- What is required:
Answer these questions from the excerpt on salt smugglers deported to New France:
(a) How many salt smugglers did the King deport between 1730 and 1744?
(b) On what date was Étienne Voyer admitted to the Hôtel-Dieu hospital, and how long was his stay?
(c) On what date did Voyer finally receive title to his land?

- Excerpt:
Among the 10,000 people who came to settle in New France, a small group of 585 individuals was given no choice in the matter. They were faux sauniers, salt smugglers, who were deported by the King between 1730 and 1744. Since the price of salt was very high in some regions of France and was also subject to a special tax, smuggling was rife. Those convicted of dealing in contraband salt were sentenced to various punishments, including deportation to Canada. This was the fate of Étienne Voyer, native of the bishopric of Angers in the province of Anjou, the son of Étienne Voyer and Renée Bélanger, born sometime between 1705 and 1714. In the summer of 1744, Étienne Voyer and other prisoners were placed aboard a ship, quite possibly the Caribou, at La Rochelle and dispatched to Canada. The conditions on the crossing were hard, and many of the prisoners were hospitalized in the Hôtel-Dieu hospital as soon as they arrived at Quebec City. One of the names that appears in the list of patients at the hospital is Étienne Voyer, hospitalized on July 11, 1744 for a stay of 20 days.

Many of these involuntary immigrants settled in rural areas, worked for established habitants and received land grants, finally marrying and starting families themselves. As the population of New France grew, new land opened up for colonization. On September 23, 1736, the Marquis de Beauharnois, Governor of New France, granted a seigniory extending three leagues on either side of the Chaudière River to Thomas-Louis Taschereau. The first reference to the region of Nouvelle-Beauce was in February 28, 1746, when Taschereau donated a piece of land to the parish so that a church could be built; one of the neighbours mentioned is none other than Voyer. He would farm this property measuring three arpents (an arpent is roughly an acre) wide by 40 arpents deep all his life. He granted part of it to the parish in 1780, and that is where the church stands today. In the census of 1762, Étienne Voyer was farming nine arpents and owned a few animals: a bull, two cows, two calves, three sheep, a horse and a pig. When Thomas-Louis Taschereau died, his widow, Marie-Claire Fleury de la Gorgendière, settled the estate and regularized her tenants' titles to ownership. As it happened, Étienne Voyer had received only an oral promise of land, and he had to wait until January 26, 1764 before receiving title to the land he had owned for close to 20 years.

- Dataset content:
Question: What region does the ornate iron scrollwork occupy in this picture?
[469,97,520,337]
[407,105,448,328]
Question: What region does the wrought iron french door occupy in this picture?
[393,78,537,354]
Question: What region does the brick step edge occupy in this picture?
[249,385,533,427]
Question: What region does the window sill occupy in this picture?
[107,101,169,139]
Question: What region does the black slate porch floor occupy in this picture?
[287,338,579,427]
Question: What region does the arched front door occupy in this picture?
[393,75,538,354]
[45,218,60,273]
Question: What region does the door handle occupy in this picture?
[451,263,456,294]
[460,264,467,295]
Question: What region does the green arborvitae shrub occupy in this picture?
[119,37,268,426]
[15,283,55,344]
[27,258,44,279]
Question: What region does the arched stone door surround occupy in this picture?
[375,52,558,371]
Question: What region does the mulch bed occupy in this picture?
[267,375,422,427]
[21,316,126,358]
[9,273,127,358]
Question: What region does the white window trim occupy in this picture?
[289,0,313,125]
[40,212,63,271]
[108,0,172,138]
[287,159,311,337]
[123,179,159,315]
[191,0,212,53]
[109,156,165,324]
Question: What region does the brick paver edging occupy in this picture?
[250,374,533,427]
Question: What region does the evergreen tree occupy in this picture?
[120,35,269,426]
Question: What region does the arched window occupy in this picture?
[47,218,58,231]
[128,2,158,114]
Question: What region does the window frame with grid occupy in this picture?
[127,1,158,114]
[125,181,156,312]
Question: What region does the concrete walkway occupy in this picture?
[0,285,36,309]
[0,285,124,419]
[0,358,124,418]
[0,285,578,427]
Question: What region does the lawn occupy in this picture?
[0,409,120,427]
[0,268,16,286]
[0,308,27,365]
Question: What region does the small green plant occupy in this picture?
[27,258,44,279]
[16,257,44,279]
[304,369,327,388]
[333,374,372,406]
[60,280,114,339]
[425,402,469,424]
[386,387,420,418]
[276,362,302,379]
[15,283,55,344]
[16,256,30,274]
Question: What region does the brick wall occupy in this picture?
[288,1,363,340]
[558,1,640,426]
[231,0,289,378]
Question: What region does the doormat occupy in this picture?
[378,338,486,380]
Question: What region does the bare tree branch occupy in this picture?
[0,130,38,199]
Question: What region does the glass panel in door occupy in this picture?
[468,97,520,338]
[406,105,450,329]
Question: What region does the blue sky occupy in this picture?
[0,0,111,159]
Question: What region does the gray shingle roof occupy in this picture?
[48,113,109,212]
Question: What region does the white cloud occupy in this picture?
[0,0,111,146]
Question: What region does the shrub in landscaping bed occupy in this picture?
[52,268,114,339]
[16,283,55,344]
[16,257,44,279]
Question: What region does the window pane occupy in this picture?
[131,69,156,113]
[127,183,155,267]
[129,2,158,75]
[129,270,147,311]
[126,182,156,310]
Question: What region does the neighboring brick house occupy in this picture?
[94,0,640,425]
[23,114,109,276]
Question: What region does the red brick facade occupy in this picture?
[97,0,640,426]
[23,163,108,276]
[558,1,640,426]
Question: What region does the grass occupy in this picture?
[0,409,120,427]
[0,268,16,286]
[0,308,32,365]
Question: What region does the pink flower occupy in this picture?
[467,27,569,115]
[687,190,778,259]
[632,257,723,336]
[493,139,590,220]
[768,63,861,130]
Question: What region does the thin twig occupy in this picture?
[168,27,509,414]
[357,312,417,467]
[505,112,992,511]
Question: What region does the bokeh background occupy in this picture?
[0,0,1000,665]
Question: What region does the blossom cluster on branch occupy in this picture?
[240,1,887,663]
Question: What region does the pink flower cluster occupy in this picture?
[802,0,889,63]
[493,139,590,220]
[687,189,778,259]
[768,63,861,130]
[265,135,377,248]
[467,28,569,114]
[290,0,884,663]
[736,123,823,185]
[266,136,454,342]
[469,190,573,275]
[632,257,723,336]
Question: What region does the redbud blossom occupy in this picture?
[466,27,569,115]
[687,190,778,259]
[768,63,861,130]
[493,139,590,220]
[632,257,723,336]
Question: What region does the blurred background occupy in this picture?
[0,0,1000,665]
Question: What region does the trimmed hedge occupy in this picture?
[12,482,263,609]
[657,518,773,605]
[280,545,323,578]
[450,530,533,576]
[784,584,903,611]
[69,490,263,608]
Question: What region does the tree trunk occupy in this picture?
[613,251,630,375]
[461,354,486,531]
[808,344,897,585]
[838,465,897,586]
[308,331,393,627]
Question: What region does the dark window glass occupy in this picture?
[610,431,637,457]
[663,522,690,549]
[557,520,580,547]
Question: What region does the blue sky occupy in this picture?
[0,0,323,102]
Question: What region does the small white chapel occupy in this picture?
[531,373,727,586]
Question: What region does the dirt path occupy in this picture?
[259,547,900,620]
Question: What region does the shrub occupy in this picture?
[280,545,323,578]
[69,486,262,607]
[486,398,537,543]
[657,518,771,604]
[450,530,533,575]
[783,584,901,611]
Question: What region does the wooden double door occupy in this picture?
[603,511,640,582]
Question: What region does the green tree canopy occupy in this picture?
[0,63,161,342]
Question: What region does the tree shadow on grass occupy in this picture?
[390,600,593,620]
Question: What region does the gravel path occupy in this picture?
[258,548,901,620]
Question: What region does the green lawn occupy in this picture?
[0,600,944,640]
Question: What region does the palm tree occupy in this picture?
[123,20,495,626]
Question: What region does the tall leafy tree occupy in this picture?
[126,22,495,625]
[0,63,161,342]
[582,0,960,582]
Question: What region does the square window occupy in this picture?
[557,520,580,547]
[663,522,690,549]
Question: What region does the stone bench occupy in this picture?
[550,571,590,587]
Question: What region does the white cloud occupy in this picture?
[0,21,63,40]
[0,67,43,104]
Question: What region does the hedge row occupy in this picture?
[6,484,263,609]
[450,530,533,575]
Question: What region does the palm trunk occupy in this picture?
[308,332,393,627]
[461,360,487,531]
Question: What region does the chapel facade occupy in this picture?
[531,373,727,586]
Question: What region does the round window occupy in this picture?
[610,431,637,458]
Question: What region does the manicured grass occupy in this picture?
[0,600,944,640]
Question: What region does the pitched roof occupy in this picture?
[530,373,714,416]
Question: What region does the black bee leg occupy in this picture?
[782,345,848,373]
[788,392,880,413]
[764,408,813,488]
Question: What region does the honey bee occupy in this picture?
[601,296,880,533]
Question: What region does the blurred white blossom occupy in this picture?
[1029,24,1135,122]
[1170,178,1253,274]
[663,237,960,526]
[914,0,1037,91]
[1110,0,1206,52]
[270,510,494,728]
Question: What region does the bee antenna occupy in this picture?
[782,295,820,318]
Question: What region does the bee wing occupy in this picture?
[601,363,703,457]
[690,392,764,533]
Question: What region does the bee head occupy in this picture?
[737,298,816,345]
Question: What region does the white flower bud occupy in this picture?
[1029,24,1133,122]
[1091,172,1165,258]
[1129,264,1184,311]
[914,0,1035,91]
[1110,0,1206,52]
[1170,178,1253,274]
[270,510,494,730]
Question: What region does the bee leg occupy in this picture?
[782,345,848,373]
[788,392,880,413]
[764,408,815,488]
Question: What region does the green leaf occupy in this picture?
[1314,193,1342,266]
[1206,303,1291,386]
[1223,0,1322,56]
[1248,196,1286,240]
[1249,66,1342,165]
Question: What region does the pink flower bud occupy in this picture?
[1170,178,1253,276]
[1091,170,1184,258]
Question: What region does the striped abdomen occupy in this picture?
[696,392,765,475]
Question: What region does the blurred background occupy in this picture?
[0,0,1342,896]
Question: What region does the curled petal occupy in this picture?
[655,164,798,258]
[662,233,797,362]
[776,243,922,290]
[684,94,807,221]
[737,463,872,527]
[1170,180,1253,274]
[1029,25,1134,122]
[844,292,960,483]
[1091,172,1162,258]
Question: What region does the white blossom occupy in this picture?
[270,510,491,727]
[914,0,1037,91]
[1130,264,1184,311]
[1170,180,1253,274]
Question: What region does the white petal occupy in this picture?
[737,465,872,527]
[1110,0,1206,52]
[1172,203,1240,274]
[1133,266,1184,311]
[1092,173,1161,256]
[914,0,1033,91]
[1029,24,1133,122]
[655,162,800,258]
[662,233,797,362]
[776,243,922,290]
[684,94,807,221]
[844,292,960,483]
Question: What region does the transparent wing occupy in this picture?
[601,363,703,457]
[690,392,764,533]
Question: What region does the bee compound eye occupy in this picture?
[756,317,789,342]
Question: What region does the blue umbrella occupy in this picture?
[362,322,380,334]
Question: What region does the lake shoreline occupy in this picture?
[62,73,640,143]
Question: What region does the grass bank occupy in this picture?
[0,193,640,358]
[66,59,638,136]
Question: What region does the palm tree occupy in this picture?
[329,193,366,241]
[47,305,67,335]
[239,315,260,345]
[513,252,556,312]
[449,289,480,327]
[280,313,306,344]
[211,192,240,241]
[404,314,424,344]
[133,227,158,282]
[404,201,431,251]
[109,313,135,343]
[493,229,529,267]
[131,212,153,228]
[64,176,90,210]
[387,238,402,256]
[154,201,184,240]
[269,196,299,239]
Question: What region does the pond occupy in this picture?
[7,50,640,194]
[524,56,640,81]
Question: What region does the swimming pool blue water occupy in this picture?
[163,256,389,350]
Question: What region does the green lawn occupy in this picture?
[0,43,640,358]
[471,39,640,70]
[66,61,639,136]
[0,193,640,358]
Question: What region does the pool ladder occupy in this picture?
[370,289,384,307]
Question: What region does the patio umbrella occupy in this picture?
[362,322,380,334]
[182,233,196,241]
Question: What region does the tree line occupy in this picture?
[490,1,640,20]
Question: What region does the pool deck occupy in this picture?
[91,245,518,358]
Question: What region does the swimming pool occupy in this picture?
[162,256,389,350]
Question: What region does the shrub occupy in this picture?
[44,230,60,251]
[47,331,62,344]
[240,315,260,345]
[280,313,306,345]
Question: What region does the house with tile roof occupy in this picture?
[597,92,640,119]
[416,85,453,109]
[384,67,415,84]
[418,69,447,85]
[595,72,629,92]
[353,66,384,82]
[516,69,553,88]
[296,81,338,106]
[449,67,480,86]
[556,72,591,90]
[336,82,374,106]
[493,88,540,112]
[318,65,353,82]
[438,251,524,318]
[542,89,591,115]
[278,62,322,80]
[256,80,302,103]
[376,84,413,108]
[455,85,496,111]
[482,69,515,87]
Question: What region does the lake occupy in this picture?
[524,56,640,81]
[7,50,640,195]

- Output below:
(a) 585
(b) July 11, 1744, for a stay of 20 days
(c) January 26, 1764